● RECORDS

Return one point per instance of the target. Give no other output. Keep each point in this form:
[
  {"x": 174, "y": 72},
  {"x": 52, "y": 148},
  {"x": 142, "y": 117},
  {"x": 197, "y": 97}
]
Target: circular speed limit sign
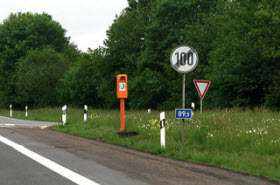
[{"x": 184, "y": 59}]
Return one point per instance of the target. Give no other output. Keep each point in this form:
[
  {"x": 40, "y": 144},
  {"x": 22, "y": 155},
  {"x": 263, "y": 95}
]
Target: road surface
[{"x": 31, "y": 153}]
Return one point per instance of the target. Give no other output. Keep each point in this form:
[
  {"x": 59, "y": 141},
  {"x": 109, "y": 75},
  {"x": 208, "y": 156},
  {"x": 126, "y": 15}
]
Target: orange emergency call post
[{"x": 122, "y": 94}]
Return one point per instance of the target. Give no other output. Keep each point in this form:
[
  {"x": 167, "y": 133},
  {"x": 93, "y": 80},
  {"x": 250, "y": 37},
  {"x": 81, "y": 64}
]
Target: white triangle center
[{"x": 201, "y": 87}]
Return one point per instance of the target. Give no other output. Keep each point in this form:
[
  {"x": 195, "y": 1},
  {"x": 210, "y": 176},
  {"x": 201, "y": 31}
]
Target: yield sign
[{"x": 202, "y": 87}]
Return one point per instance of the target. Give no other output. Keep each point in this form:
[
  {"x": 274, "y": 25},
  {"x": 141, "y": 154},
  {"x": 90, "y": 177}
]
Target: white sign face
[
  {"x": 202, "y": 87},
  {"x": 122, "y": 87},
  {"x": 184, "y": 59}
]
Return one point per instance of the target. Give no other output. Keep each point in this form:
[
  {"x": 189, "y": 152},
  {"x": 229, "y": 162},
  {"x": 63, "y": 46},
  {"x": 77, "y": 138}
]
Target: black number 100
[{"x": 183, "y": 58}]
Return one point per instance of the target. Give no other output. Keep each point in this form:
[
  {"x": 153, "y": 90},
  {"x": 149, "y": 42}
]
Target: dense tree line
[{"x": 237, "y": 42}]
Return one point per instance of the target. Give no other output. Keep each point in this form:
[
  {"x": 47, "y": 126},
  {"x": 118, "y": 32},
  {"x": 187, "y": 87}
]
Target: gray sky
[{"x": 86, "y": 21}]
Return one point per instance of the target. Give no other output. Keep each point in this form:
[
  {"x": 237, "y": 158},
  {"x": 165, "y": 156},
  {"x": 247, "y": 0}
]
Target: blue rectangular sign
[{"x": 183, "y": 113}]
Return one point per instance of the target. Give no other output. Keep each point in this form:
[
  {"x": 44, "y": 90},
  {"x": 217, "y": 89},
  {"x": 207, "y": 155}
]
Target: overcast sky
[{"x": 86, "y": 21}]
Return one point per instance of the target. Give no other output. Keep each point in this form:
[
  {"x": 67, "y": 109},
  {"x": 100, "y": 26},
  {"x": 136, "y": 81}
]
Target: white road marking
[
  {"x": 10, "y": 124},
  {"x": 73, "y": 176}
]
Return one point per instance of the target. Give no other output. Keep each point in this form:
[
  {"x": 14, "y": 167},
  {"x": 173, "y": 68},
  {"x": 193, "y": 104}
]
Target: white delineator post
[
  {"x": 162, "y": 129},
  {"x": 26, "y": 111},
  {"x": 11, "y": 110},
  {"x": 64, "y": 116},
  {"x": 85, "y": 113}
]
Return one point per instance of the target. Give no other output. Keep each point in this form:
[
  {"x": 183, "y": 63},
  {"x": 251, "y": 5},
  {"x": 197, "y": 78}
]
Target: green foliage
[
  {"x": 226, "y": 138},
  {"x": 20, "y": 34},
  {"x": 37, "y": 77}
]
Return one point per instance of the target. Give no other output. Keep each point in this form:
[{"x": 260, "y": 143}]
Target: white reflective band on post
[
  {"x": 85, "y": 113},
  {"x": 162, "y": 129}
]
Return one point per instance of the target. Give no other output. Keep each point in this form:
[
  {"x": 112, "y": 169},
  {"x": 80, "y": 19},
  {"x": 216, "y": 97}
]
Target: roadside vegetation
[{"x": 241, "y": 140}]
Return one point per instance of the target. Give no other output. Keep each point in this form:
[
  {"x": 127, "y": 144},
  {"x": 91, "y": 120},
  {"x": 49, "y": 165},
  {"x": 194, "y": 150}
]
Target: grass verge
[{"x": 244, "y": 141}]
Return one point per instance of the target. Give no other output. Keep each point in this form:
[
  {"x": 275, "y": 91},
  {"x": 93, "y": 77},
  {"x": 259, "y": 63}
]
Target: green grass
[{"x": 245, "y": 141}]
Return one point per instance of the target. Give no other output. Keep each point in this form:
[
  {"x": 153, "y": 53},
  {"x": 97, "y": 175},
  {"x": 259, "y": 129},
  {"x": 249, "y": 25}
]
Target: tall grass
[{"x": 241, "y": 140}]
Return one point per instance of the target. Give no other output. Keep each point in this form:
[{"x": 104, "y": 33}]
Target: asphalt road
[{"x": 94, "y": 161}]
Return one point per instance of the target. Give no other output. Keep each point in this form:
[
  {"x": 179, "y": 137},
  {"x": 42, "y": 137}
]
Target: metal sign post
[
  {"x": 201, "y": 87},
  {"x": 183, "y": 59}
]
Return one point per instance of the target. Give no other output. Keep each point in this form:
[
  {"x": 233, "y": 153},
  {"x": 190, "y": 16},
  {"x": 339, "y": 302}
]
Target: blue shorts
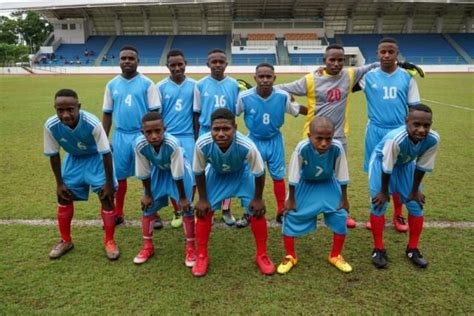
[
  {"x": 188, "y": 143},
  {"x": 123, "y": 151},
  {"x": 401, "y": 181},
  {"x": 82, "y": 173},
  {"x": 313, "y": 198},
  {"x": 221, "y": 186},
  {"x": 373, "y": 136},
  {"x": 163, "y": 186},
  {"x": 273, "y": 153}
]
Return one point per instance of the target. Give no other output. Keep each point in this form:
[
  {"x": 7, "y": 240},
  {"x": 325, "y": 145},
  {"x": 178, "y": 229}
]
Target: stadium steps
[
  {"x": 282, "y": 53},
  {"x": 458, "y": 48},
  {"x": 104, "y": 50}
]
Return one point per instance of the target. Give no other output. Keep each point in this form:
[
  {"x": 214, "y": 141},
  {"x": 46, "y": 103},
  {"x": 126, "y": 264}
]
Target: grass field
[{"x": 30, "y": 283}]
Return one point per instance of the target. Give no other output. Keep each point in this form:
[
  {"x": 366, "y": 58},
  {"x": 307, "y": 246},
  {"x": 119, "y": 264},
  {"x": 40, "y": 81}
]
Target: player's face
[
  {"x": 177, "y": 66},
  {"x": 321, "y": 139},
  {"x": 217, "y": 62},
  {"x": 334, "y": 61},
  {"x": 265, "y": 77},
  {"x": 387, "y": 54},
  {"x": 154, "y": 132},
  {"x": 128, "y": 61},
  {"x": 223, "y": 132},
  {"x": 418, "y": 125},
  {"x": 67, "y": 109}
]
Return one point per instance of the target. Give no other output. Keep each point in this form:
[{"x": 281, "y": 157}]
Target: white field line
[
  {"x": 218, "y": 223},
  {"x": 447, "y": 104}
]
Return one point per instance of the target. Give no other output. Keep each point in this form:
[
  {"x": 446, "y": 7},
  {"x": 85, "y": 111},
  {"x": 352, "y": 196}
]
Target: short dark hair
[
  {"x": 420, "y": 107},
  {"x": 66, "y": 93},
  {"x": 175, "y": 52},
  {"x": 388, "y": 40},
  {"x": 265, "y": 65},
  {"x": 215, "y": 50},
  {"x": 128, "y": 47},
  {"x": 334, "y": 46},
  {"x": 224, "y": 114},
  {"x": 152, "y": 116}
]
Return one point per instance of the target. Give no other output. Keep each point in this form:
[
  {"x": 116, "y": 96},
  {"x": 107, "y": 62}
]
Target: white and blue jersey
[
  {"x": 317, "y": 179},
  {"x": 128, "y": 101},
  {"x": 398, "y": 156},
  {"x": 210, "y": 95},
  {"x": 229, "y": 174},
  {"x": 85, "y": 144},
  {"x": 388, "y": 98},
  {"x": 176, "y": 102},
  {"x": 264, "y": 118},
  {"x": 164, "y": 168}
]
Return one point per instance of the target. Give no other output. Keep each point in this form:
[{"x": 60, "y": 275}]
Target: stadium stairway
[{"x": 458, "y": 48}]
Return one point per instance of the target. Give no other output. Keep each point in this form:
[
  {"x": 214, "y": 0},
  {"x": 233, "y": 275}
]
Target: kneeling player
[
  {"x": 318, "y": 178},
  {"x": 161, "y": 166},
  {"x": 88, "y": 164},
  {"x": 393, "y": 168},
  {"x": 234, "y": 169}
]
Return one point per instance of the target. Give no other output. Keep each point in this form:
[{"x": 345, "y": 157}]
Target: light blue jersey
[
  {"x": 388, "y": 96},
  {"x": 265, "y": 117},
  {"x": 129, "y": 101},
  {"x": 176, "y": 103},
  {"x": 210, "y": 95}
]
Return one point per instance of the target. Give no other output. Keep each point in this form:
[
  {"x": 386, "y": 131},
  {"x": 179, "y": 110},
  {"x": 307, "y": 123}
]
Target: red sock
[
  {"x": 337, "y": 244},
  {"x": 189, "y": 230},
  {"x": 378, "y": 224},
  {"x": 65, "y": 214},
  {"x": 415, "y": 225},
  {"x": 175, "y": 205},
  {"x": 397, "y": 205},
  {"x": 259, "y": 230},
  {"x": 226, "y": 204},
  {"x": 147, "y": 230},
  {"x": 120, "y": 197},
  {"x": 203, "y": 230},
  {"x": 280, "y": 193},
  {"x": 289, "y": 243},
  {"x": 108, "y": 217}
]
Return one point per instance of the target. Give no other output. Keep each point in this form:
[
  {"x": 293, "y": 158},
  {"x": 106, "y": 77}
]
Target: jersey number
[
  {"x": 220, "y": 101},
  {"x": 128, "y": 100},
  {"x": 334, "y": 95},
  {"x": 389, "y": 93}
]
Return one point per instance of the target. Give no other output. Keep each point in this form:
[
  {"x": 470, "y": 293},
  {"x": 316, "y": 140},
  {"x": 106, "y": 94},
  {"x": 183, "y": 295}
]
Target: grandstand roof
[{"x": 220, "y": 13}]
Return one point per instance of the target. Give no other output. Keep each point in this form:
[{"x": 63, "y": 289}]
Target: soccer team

● SHORT TASK
Gather each line of the records above that contains the string "grass", and treat uppercase and lowercase letters as different.

● TASK SOLUTION
Target: grass verge
Target: green grass
Target: tall grass
Target: grass field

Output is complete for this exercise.